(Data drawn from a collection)
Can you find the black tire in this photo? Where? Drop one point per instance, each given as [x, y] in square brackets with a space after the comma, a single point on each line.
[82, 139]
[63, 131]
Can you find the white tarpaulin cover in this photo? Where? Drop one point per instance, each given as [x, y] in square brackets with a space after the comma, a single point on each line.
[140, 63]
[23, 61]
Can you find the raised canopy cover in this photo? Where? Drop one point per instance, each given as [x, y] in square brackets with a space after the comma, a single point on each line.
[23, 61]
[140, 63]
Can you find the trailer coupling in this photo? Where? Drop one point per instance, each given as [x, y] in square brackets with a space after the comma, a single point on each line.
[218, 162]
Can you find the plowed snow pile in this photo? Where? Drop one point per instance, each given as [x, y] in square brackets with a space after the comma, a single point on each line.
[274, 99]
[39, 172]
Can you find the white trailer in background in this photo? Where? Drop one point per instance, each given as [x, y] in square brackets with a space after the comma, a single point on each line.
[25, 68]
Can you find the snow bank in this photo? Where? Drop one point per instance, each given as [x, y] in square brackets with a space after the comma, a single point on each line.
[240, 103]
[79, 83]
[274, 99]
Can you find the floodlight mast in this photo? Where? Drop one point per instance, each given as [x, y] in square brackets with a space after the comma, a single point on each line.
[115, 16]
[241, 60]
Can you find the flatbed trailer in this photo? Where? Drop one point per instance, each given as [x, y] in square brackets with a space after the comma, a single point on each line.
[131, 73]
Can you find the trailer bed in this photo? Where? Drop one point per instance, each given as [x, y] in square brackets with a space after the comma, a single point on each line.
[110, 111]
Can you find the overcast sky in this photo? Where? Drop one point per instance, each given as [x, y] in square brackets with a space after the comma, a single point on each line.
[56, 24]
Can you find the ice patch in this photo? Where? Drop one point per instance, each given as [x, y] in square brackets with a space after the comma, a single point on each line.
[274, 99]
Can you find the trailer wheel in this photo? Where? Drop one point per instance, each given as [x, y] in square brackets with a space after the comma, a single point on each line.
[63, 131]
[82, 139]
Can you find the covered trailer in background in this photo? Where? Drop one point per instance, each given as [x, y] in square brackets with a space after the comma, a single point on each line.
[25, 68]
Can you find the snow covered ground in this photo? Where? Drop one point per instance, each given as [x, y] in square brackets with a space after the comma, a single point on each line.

◆ Instructions for the task: Add 104 to every coordinate in the answers and write out again the lines from the one containing "Can you find the covered" through the end of the data, both ends included, with the requests kept as they are.

◆ Exercise solution:
Can you find the covered trailer in background in this photo? Where? Drop one point per instance, each given as [x, y] in square brackets with a space after the comma, a single point on each line.
[129, 172]
Can you find the snow covered ground in this photo? Where? Drop one point per instance, each given as [x, y] in square brackets with a space after the comma, a single point on each line.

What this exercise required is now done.